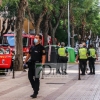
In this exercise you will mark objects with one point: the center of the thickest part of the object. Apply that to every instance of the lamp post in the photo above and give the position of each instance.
(68, 26)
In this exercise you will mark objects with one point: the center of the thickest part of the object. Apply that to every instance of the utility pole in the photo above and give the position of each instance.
(68, 26)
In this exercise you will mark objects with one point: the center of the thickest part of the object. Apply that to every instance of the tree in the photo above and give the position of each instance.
(18, 36)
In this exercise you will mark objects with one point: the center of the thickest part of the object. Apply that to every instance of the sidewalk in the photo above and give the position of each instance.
(58, 88)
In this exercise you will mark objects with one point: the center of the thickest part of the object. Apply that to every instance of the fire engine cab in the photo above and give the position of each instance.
(9, 39)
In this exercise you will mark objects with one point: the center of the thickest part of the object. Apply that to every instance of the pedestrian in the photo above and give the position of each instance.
(37, 55)
(62, 52)
(82, 57)
(57, 68)
(92, 56)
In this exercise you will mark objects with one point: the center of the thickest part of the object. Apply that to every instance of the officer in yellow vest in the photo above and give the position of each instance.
(92, 56)
(62, 52)
(82, 57)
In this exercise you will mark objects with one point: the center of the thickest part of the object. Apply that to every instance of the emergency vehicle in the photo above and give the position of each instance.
(9, 39)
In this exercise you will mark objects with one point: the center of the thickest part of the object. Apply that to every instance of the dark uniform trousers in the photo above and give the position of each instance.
(82, 65)
(35, 82)
(63, 61)
(92, 64)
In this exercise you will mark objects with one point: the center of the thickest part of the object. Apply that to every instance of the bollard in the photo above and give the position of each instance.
(13, 69)
(79, 72)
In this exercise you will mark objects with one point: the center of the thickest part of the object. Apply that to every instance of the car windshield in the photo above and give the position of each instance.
(11, 40)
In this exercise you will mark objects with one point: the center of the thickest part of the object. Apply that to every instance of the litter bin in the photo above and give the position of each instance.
(71, 55)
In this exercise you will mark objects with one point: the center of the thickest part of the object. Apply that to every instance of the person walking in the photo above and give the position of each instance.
(82, 57)
(62, 52)
(37, 55)
(92, 56)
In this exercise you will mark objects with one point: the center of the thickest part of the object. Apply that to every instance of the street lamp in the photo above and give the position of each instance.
(68, 26)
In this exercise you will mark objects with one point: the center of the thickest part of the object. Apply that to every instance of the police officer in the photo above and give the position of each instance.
(62, 52)
(37, 54)
(92, 56)
(82, 57)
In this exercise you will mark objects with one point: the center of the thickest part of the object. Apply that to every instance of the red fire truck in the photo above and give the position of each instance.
(9, 39)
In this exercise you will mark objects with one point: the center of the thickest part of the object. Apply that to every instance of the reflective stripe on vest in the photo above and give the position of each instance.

Problem
Copy all the entries word for word. Omit any pictures.

Reply
In this exercise you will mark objects with one point: the center of the thickest part of the object. Apply that to every instance of the lamp post in the photo above and give the position of each instance.
(68, 26)
In this exercise you will mark objects with one point: the center of the thickest part of the object. Apply that to every instance of the utility pole in the photo above and give the position of each instance.
(68, 26)
In this exercise you will mark objects with one point: the center of the thickest part of the object. Apply that to every instance of the tree in the photo above and give the position of each instance.
(18, 36)
In this exercise you will mark objects with one point: the center of the thickest part of the object. Apply that to every instance of the sidewalk in the photo above and give the position of each instance.
(58, 88)
In this exercise you will mark objects with one point: the center of the thickest part of the object. Apply that to every instance of the fire engine cab in the photo above and give the position of each instance.
(9, 39)
In this exercise you will mark objects with one point: the center of the thickest part of the object. Apply that to every instance of the pedestrian in the photo above and give the position of each instance.
(37, 55)
(62, 52)
(82, 57)
(57, 68)
(92, 56)
In this exercise you will mark objects with one point: the center of the thickest part of the object. Apply that to every instance of the officer in yellow vest in the photo above and give the position of each instance.
(92, 56)
(62, 52)
(82, 57)
In this exercise you will mark objects with one point: the center of the thickest part of the object. Apply that to every instance of the emergency vehicle in the photo above and give the position of each instance.
(9, 39)
In this exercise you will mark objects with one point: the center of the thickest part of the object. Apply that to every instance of the dark uniform trousers in the photo above and give the position of each instance.
(82, 65)
(35, 82)
(63, 61)
(92, 64)
In this exercise you will mark objects with one point: the center of the thickest part of the object. Apply that to every instance of the bollard in the photo above and give the position of each instance.
(13, 69)
(79, 72)
In this exercise you will mark objects with one point: the center of the thickest part of the object. Apply that to every instance of the car windshield in the photo above and give the position of each instance.
(11, 40)
In this exercise you will mark objects with one point: the center of the thickest part of the object. Apply that to every instance of the litter bin in the photo above and give the position of each instance.
(71, 55)
In this exercise you will mark objects with one point: the center of the thickest part of the object. Apply that to every instance of the person walking in the photo above and give the position of each instance.
(82, 57)
(62, 52)
(37, 55)
(92, 56)
In this exercise you will mark objects with one point: the center of the thickest part of the object. Apply that to every instance of the street lamp in the photo above and give the position of each instance.
(68, 26)
In this exercise you will mark objects with one point: the center of the thickest part of the object. Apply that to every instance of the police officer in the photo above and give the position of each instance.
(62, 52)
(37, 54)
(92, 56)
(82, 57)
In this exercise you will mark objects with one point: the center of the thickest part of the object. Apply that to every instance of the red fire truck in the photo above and give the position of each instance.
(9, 39)
In this exercise you will mark objects with one point: the center of the thickest part of the object. Apply that to every instance of the reflective stripe on vest in the photo above and give the position of each instance.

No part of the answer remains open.